▶ **EXTRACTED TEXT**:
--- Begin ---

The village of Imlil is situated at the base of the high Atlas Mountains at an altitude of 1,749 meters. Following the main road through the village we reach a well-marked track that begins our ascent towards the refuge which will become our base-camp.
The beaten track is well marked and one would nearly be inclined to dispense with the map and compass.
However, as the day unfolds and the evening approaches the map will become a vital necessity.
At this early stage, we are enjoying the blue skies and the beautiful scenery. We pass many other trekkers using guides and mules.
Passing mules on the small tracks requires some awkward maneuvering: firstly to get out of the way of the mules and secondly to avert my friends gaze as I’m sure he must be thinking ‘why are we carrying all of our luggage up the mountain, when no one else is?’.
Hiking up this valley is a very relaxing experience and there are many little shops along the way to buy provisions.
Along the way, we have a very friendly conversation with a local young man and his father who are gathering sand to build a house.
The Berber people in the mountains don’t have very much, but they appear to be very happy and contented. Tourists that go to the markets of Marrakech will encounter some persistent selling and may leave the country with a less than positive impression. But when you go beyond the tourist hotspots you encounter a real genuine people, who are living simply and are just trying to get by.
After half an hour, we reach the village of Aroumd (the locals pronounce it as “aremd”) – a real authentic Berber village.
Next we pass the tiny settlement of Sidi Chamharouch. This little settlement has grown around a Muslim shrine and is a local pilgrimage site.
From here the path crosses a stream with a quaint little waterfall and climbs steeply uphill to the right side of the Isougouane valley. This is the halfway point between our climbing that started in Imlil and will finish at the refuge base-camp.
We continue on for another few hours but the higher altitude brings a slower pace.
As we near an altitude of 3,000 meters the change in altitude is much more noticeable. Breathing is deepening, walking feels harder, and I can feel my ears popping every so often. We are becoming very tired now.
As we hike on, I notice dark clouds forming. I say nothing to my friend but take note of emergency shelters that we pass along the way. Visibility is falling sharply too, as clouds and mist start covering us. Suddenly visibility is down to 100 meters. We can still see the well-trodden path.
But as we continue, visibility is now down to 20 meters and even the track becomes less distinct. The large shadows create mirages of what might be the outline of our refuge but turn out to be just hauntingly large boulders.
There is something about mist in the mountains and the shadows that they form, which stokes the imagination and conjures up all kinds of supernatural fantasies. Although a world removed from the moors of Yorkshire, there is a haunting sense of mystery that might be described in a Bronte novel. I am studying my map closely and estimate that we should be at the refuge, but we can’t see a thing except fog. Suddenly, the large outline of a refuge appears. Had we diverted more than 20 metres from the track, we would have completely missed it.

--- End ---

▶ **TASKS**:
(1) In the Atlas trek account, what is the altitude of the village of Imlil?
(2) Retype the Atlas trek account from "The village of Imlil" to "one else is?’.".
(3) Write the next part of the Atlas trek account, starting after its final sentence.

▶ **RECORD LIST**:
--- Begin ---

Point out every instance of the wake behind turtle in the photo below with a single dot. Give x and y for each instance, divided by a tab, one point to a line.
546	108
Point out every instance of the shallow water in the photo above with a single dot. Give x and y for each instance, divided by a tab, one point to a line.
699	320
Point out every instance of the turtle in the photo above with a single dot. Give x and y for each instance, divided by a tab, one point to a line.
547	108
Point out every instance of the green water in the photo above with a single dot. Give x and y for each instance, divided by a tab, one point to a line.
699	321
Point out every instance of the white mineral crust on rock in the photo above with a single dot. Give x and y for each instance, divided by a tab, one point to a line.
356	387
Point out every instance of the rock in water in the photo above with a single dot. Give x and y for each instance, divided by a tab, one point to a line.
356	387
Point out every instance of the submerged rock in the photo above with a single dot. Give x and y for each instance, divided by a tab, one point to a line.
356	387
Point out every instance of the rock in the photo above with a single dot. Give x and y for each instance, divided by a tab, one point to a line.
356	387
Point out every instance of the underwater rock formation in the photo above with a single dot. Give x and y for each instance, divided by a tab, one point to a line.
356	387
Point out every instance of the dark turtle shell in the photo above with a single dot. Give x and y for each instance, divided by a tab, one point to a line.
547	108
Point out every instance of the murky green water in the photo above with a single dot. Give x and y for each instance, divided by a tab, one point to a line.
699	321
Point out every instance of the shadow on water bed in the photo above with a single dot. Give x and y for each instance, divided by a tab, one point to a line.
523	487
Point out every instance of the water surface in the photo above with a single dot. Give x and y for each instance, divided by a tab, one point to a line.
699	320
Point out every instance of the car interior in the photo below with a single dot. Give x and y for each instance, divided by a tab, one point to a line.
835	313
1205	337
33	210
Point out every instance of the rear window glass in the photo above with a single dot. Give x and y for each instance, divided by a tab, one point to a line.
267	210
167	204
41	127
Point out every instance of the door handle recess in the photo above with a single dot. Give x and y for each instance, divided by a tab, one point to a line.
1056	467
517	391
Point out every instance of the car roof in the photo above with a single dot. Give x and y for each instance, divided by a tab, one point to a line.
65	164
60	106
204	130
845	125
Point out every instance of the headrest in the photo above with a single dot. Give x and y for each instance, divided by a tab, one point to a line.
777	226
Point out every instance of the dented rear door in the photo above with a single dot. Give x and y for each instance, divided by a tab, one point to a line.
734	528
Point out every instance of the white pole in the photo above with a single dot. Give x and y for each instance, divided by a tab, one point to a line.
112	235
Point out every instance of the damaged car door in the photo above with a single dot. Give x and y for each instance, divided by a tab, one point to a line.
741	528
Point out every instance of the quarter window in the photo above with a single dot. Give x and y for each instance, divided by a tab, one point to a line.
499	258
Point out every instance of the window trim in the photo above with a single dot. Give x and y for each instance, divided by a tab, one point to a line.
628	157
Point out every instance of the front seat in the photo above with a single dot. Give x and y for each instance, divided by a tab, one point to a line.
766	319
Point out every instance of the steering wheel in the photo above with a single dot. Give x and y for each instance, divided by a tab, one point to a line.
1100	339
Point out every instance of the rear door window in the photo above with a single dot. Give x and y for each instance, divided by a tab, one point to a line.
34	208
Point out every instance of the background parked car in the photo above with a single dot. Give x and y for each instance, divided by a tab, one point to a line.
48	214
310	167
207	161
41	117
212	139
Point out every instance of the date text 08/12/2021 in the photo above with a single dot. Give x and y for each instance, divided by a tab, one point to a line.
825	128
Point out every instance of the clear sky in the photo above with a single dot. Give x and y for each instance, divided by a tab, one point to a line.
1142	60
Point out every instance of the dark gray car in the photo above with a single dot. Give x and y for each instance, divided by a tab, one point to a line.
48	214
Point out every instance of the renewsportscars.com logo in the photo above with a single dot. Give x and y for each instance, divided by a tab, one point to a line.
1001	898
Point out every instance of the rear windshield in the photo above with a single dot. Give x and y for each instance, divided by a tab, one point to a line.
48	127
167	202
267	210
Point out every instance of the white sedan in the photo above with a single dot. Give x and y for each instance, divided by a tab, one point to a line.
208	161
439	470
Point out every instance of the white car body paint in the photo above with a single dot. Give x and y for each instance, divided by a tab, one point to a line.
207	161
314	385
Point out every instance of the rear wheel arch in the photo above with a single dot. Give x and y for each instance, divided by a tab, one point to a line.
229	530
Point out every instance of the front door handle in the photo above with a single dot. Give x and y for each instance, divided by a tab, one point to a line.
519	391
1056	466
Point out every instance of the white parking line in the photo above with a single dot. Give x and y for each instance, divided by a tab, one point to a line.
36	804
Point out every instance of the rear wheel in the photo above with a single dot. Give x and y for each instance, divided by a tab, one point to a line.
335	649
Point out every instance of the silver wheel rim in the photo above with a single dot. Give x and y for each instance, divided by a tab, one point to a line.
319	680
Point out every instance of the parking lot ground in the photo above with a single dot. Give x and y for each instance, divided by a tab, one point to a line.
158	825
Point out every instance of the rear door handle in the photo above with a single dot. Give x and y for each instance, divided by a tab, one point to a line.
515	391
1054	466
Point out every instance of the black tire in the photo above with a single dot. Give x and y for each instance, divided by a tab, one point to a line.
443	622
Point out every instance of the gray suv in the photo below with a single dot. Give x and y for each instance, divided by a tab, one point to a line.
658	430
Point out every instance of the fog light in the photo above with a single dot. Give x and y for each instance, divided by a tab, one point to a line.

--- End ---

▶ **RESULTS**:
(1) 1,749 meters

(2)
The village of Imlil is situated at the base of the high Atlas Mountains at an altitude of 1,749 meters. Following the main road through the village we reach a well-marked track that begins our ascent towards the refuge which will become our base-camp.
The beaten track is well marked and one would nearly be inclined to dispense with the map and compass.
However, as the day unfolds and the evening approaches the map will become a vital necessity.
At this early stage, we are enjoying the blue skies and the beautiful scenery. We pass many other trekkers using guides and mules.
Passing mules on the small tracks requires some awkward maneuvering: firstly to get out of the way of the mules and secondly to avert my friends gaze as I’m sure he must be thinking ‘why are we carrying all of our luggage up the mountain, when no one else is?’.

(3)
We arrive at the refuge around six o’clock and fortuitously they still have plenty of spare beds. This refuge is located at an altitude of 3,207 meters or 960 meters below the summit.
The electricity in the refuge is rationed – being switched on from 7:00 pm to about 10:00 pm, which is the only window to recharge any electronic devices.
After a long walk in the fresh air of the mountains, nothing beats a fine meal. We are served a large and delicious Tagine, which is something like an Irish stew but with several different spices added.
Sleeping at altitude takes some getting used to and despite being tired my sleep is disrupted.
The next morning at about 8:00 am, we start our summit attempt.
From the refuge, we follow the path that crosses the stream and then leads into a snowfield. Although it is already late in May there is still a lot of snow remaining. Climbing in the snow isn’t much of a problem, and although crampons would have been useful, they weren’t necessary at this time of the year.
After the snowfield, we approach a steep scree slope to the east and enter a valley to eventual reach a col (a col is a low point between two peaks) between Toubkal and Toubkal West. This col is called “Tizi’n’Toubkal” and sits at a height of 3,940 metres.
At this col, we take the route to the left (northwards) towards the summit ridge of Mount Toubkal. The track to the summit is obvious and quite steep, but flattens off at the summit.
The summit, at a height of 4,167 metres (13,671 feet), is marked with a pyramidal metal structure.
Europeans first ascended this peak in 1923. Today, 92 years later, on the 20 May 2015, we reach the top of this beautiful mountain.
The effort of the climb was rewarded with amazing panoramic views of the Atlas Mountains with some streaks of snow that hadn’t yet melted.
Curiously, we found a dog sleeping on the summit. Later we learned that every morning this dog follows trekkers to the top and then returns in the evening to the refuge to be fed.
We descend by the same route to the col (Tizi’n’Toubkal), and then continued straight on to reach another summit—Toubkal West (4,033 metres).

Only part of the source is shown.